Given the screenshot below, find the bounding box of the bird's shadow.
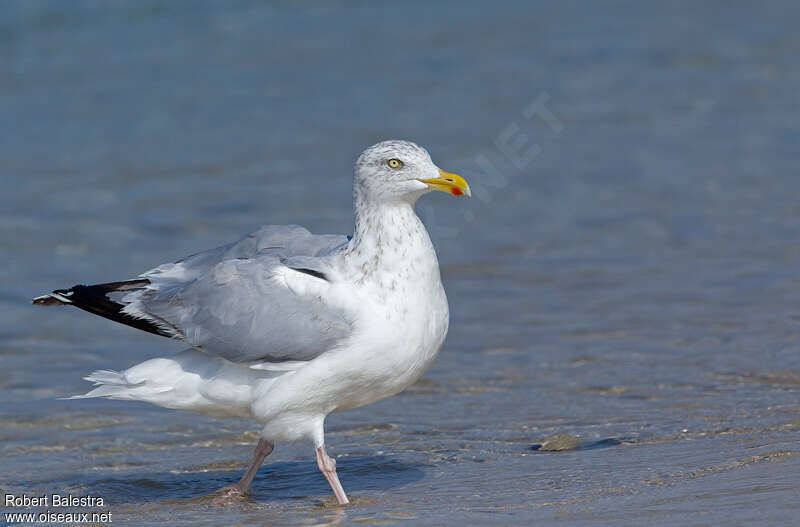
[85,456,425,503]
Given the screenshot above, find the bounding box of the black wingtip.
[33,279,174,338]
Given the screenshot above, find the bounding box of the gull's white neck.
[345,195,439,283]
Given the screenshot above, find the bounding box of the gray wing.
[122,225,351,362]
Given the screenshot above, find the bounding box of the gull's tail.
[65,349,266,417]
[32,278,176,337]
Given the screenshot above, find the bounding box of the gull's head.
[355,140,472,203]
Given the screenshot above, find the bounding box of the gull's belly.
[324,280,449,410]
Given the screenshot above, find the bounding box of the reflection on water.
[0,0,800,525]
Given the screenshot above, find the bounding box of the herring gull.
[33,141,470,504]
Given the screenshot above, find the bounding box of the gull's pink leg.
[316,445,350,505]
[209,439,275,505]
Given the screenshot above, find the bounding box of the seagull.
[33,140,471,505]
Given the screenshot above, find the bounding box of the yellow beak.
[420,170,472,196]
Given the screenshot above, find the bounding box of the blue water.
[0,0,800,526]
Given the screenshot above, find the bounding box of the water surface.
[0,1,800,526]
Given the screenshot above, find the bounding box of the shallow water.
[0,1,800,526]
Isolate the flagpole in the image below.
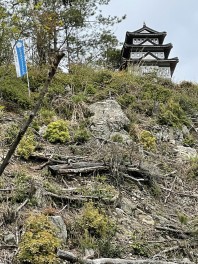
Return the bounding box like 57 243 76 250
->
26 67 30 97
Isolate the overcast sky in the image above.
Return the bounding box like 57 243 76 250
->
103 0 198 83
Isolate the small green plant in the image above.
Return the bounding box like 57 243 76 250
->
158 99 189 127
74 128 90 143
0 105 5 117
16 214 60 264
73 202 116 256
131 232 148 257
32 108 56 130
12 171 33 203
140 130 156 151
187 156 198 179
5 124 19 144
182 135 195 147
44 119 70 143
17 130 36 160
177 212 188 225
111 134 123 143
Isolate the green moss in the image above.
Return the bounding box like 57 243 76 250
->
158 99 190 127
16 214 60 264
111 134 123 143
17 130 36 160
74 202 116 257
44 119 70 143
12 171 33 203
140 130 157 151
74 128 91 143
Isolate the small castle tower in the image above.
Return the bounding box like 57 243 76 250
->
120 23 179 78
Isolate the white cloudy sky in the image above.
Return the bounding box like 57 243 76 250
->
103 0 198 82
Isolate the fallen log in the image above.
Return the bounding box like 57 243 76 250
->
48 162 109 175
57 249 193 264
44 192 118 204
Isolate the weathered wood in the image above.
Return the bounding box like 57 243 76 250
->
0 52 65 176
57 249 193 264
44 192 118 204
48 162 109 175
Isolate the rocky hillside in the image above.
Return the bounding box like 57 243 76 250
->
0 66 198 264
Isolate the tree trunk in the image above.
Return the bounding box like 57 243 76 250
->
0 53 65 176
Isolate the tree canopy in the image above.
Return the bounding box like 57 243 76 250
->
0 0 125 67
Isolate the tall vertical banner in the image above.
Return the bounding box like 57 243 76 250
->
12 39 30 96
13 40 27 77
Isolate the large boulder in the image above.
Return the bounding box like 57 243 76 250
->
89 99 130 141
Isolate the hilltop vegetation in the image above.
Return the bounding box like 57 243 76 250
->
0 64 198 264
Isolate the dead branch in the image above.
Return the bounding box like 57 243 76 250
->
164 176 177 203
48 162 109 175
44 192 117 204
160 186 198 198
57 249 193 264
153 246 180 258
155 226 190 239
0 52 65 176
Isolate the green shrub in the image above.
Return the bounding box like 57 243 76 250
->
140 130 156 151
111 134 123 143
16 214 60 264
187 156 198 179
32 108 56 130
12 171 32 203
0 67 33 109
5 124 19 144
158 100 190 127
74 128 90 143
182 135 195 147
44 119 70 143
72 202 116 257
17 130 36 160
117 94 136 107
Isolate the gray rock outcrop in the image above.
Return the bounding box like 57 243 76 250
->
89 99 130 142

Work to be completed:
Retype the listing above line for line, leaving the pictures out of your copy.

The completed task:
Given the screenshot below, find the bounding box of the bird's shadow.
[85,456,425,503]
Given the screenshot above, find the bounding box of the black wingtip.
[33,279,174,338]
Given the screenshot above, find the bounding box of the gull's white neck.
[345,195,439,283]
Given the screenshot above, find the bounding box of the gray wing.
[122,225,351,362]
Given the screenshot above, find the bounding box of the gull's tail.
[65,349,266,417]
[32,278,176,337]
Given the screenshot above, find the bounding box of the gull's head.
[355,140,472,203]
Given the screenshot above, find the bounding box of the gull's belly.
[324,280,449,410]
Given the screenshot above, find the bounding box of the reflection on water.
[0,0,800,525]
Given the screenshot above, find the bounding box of the herring gull.
[33,141,470,504]
Given the screenshot above, find the bounding box of the gull's pink leg.
[316,445,350,505]
[209,439,275,505]
Given the screenshot above, find the bounding box of the seagull.
[33,140,471,505]
Given the screenshot above, find the bounding box of the yellow beak.
[420,170,472,196]
Given the screenshot above, find the bounding box of the blue water.
[0,0,800,526]
Given the screenshot above, find the bounding box of the water surface.
[0,1,800,526]
Given the screenshot above, find the bounding box of the shallow water.
[0,1,800,526]
Isolate the flagpole in the image below.
Return the bounding box like 57 243 76 250
->
26 67 30 97
Isolate the overcast sky in the image above.
Return the bounding box like 57 243 76 250
->
103 0 198 83
Isolate the small green plant in the image above.
Return the bounding box like 57 243 76 250
->
158 99 189 127
74 128 90 143
0 105 5 117
16 214 60 264
73 202 116 256
131 232 148 257
32 108 56 130
12 171 33 203
140 130 156 151
187 156 198 179
5 124 19 144
182 135 195 147
44 119 70 143
17 130 36 160
177 212 188 225
111 134 123 143
Isolate the green moss in the image above.
Return the bounding box like 57 243 76 250
->
158 99 190 127
16 214 60 264
111 134 123 143
17 130 36 160
74 202 116 257
44 119 70 143
12 171 33 203
140 130 157 151
74 128 91 143
Isolate the small castle tower in the image above.
Return the bounding box like 57 243 76 250
->
120 23 179 78
Isolate the white cloudy sky in the image above.
Return the bounding box like 57 243 76 250
->
103 0 198 82
Isolate the fallen log in the image above.
Return the bounding box like 57 243 76 250
->
48 162 109 175
57 249 193 264
44 192 118 204
Isolate the weathered wood in the image above.
Return the bounding box like 57 243 76 250
->
0 52 65 176
57 249 193 264
44 192 118 204
48 162 109 175
Isolate the rocky hillside in the image above.
Return the bounding box like 57 243 76 250
->
0 66 198 264
Isolate the tree trunk in the image above.
Return the bounding box like 57 243 76 250
->
0 53 65 176
Isolate the tree canopy in the image above.
Return the bounding box like 57 243 76 250
->
0 0 125 67
Isolate the tall vertical banner in the image above.
Return the bounding box like 57 243 76 250
->
12 39 30 96
13 40 27 77
Isolate the large boulder in the image above.
Return the bounding box like 57 243 76 250
->
89 99 130 141
Isolate the hilltop vegetation in the image above.
Return the bounding box like 57 243 76 250
->
0 64 198 264
Isolate the dead branch in the image above.
Return the bounding box like 57 243 76 250
->
164 176 177 203
48 162 109 175
44 192 117 204
160 186 198 198
57 249 193 264
153 246 180 258
155 226 190 239
0 52 65 176
Isolate the green shrub in the image above.
Return the bounding box like 57 243 76 250
->
140 130 156 151
111 134 123 143
16 214 60 264
187 156 198 179
32 108 56 130
12 171 32 203
0 67 33 109
5 124 19 144
158 100 190 127
74 128 90 143
182 135 195 147
44 119 70 143
72 202 116 257
17 130 36 160
117 94 136 107
Isolate the gray rock outcrop in the image above.
Return the bounding box like 57 243 76 250
->
89 99 130 142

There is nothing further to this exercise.